## Given exercise
Substitute "very helpful" for "most helpful" throughout the items below, and leave every other part of them unchanged.

BEGIN Supplied records

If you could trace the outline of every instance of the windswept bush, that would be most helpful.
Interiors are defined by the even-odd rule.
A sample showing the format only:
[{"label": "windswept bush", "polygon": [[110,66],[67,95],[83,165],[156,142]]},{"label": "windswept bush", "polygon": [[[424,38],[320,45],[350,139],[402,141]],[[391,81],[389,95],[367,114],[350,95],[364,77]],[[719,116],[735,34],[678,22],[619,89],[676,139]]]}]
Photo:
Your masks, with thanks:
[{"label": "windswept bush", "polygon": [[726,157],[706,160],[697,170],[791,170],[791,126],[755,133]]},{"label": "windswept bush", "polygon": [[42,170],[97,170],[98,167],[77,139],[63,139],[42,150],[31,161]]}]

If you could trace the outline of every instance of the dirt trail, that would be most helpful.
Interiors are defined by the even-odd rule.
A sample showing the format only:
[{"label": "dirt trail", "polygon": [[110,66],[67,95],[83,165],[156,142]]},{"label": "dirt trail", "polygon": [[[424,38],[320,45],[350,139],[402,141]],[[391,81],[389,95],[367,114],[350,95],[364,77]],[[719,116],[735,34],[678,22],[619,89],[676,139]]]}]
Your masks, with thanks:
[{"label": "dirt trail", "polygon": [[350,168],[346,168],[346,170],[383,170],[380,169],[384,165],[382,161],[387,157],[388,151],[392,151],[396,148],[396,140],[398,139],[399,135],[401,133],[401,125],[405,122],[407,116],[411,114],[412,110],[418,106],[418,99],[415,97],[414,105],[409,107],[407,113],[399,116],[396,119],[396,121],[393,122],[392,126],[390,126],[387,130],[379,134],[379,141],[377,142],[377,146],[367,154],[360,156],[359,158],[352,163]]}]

END Supplied records

## Finished task
If you could trace the outline of every instance of the windswept bush, that would be very helpful.
Interiors are defined by the even-odd rule.
A sample showing the format only:
[{"label": "windswept bush", "polygon": [[110,66],[67,95],[83,165],[156,142]]},{"label": "windswept bush", "polygon": [[[424,38],[320,45],[350,139],[402,141]],[[391,81],[389,95],[367,114],[350,95],[364,77]],[[719,116],[735,34],[678,22],[619,89],[676,139]]]}]
Photo:
Your masks, with thanks:
[{"label": "windswept bush", "polygon": [[726,157],[706,160],[697,170],[791,170],[791,126],[755,133]]},{"label": "windswept bush", "polygon": [[42,170],[97,170],[98,167],[77,139],[63,139],[42,150],[31,161]]}]

If you could trace the outline of every instance of the dirt trail, that would be very helpful.
Interiors are defined by the even-odd rule.
A sample showing the format only:
[{"label": "dirt trail", "polygon": [[110,66],[67,95],[83,165],[156,142]]},{"label": "dirt trail", "polygon": [[[424,38],[320,45],[350,139],[402,141]],[[391,81],[389,95],[367,114],[350,95],[364,77]],[[719,116],[735,34],[678,22],[619,89],[676,139]]]}]
Your masks, with thanks:
[{"label": "dirt trail", "polygon": [[350,168],[346,168],[346,170],[383,170],[380,169],[384,165],[382,161],[387,157],[388,151],[392,151],[396,148],[396,140],[398,139],[399,135],[401,133],[401,125],[405,122],[407,116],[411,114],[412,110],[418,106],[418,99],[415,97],[414,105],[409,107],[407,113],[399,116],[396,119],[396,121],[393,122],[392,126],[390,126],[387,130],[379,134],[379,141],[377,142],[377,146],[367,154],[360,156],[359,158],[352,163]]}]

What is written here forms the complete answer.